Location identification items
-*-

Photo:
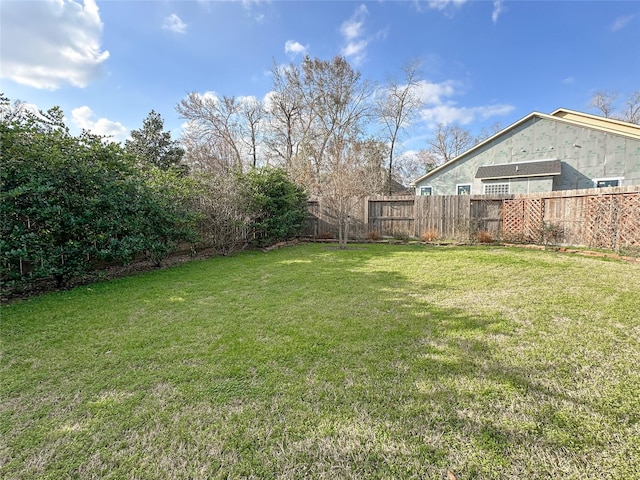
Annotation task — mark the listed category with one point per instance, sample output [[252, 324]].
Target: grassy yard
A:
[[378, 361]]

-*-

## Problem details
Could you convert all the lines above into a JSON list of strings, one string per line, skipping blank lines and leaving out the pictures?

## Response for this exercise
[
  "Photo:",
  "Annotation task — mark the listed category with one point per instance, sample output [[252, 324]].",
  "Target: grassy yard",
  "A:",
  "[[378, 361]]"
]